━━━ Record excerpts

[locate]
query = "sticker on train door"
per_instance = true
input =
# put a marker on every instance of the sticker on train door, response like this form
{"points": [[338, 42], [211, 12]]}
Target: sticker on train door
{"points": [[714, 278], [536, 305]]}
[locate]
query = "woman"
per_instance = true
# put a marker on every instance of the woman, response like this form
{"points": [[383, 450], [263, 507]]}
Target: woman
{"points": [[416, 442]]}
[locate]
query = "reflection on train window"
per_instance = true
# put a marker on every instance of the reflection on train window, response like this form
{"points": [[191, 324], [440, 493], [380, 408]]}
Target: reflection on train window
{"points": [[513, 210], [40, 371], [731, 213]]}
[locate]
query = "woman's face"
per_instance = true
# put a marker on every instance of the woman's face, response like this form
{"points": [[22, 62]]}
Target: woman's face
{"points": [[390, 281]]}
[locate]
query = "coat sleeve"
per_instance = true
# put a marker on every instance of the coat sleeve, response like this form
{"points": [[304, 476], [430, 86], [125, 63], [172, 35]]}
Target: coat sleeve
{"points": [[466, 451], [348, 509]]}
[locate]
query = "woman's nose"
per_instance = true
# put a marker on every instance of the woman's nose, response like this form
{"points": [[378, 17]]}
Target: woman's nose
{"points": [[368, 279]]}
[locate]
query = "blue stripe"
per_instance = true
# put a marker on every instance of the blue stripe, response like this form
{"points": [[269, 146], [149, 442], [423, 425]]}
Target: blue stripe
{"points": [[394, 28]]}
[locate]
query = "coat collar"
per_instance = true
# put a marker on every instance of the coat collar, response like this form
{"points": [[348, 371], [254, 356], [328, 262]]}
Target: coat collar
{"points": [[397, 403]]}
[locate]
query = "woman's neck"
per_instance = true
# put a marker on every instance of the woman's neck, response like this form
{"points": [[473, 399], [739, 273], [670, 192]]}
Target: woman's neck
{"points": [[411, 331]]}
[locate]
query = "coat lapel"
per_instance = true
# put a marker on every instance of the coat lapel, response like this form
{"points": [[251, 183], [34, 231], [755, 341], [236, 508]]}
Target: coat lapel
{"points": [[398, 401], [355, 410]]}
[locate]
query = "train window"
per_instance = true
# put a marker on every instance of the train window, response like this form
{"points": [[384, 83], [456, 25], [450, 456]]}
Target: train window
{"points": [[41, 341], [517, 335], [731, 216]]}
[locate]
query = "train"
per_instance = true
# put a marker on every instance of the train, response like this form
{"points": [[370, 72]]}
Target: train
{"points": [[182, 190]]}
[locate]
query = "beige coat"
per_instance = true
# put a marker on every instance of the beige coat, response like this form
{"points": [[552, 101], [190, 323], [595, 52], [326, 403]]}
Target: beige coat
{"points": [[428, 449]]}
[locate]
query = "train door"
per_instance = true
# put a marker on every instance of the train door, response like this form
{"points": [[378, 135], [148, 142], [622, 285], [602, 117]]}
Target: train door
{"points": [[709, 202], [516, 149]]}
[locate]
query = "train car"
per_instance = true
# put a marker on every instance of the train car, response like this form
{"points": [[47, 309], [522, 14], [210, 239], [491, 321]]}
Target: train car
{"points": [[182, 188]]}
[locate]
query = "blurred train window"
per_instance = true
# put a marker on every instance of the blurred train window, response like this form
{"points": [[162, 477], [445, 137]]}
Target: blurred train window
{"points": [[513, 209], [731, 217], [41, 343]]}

━━━━━━

● Problem description
The answer is every entry, repeated word for word.

● Output of the exercise
[locate]
query = "sticker on train door"
per_instance = true
input =
# put a marker on every instance of the sticker on train door, response like this form
{"points": [[338, 42], [211, 12]]}
Target: sticker on train door
{"points": [[714, 278], [536, 305]]}
[locate]
query = "woman"
per_instance = true
# put a marker on every instance of the woman, response like this form
{"points": [[383, 450], [263, 507]]}
Target: woman
{"points": [[416, 442]]}
[locate]
query = "reflection on train window"
per_instance = true
# put a marker on every instance of the reflection on train window, response like this form
{"points": [[191, 324], [440, 493], [380, 408]]}
Target: reflection on train window
{"points": [[513, 210], [40, 371], [731, 213]]}
[locate]
query = "woman's face"
per_instance = true
# put a marker on every instance of the woman's face, response like this form
{"points": [[22, 62]]}
Target: woman's face
{"points": [[390, 281]]}
[locate]
query = "coat sleeve"
per_instance = true
# put a marker on every instance of the coat sleeve, response like this form
{"points": [[304, 476], [430, 86], [125, 63], [172, 35]]}
Target: coat sleeve
{"points": [[466, 451], [348, 509]]}
[locate]
query = "woman's nose"
per_instance = true
# put a marker on every instance of the woman's nose, response like this form
{"points": [[378, 17]]}
Target: woman's nose
{"points": [[368, 279]]}
[locate]
query = "blue stripe"
per_instance = true
# put a marker on every instance of the blue stripe, response like this form
{"points": [[269, 146], [149, 442], [423, 425]]}
Target: blue stripe
{"points": [[394, 28]]}
[locate]
query = "coat collar"
per_instance = true
# put a marker on every instance of the coat collar, response like this form
{"points": [[348, 371], [254, 356], [328, 262]]}
Target: coat collar
{"points": [[397, 403]]}
[locate]
query = "woman's neck"
per_instance = true
# put a marker on every instance of the woman's neck, response like this form
{"points": [[473, 399], [739, 273], [670, 192]]}
Target: woman's neck
{"points": [[411, 331]]}
[locate]
query = "coat lapel"
per_instance = true
# put a marker on every instance of the coat lapel, response like this form
{"points": [[251, 183], [34, 231], [755, 341], [236, 508]]}
Target: coat lapel
{"points": [[398, 401], [355, 410]]}
[locate]
query = "train window"
per_instance = true
# put a marker on every instance of the train window, response like this form
{"points": [[384, 83], [456, 25], [450, 456]]}
Target: train window
{"points": [[41, 341], [517, 335], [731, 216]]}
[locate]
query = "train"
per_instance = true
# put a marker on every instance of the train, response like this form
{"points": [[370, 72]]}
Target: train
{"points": [[182, 190]]}
[locate]
query = "beige coat"
per_instance = true
# put a marker on every instance of the beige coat, response like this form
{"points": [[552, 101], [190, 323], [595, 52], [326, 403]]}
Target: beige coat
{"points": [[428, 449]]}
[locate]
query = "train door"
per_instance = true
# put a marker on every instance of the train door, response like this form
{"points": [[378, 135], [148, 142], [622, 285], [602, 117]]}
Target: train door
{"points": [[709, 202], [516, 149]]}
[locate]
query = "train car"
per_instance = true
# put a marker on every instance of the train car, response like this form
{"points": [[47, 309], [522, 14], [210, 239], [491, 321]]}
Target: train car
{"points": [[182, 188]]}
[locate]
query = "blurred train window"
per_instance = true
# put a marker on every instance of the blurred train window, response like this form
{"points": [[162, 477], [445, 137]]}
Target: blurred train window
{"points": [[513, 209], [731, 217], [41, 343]]}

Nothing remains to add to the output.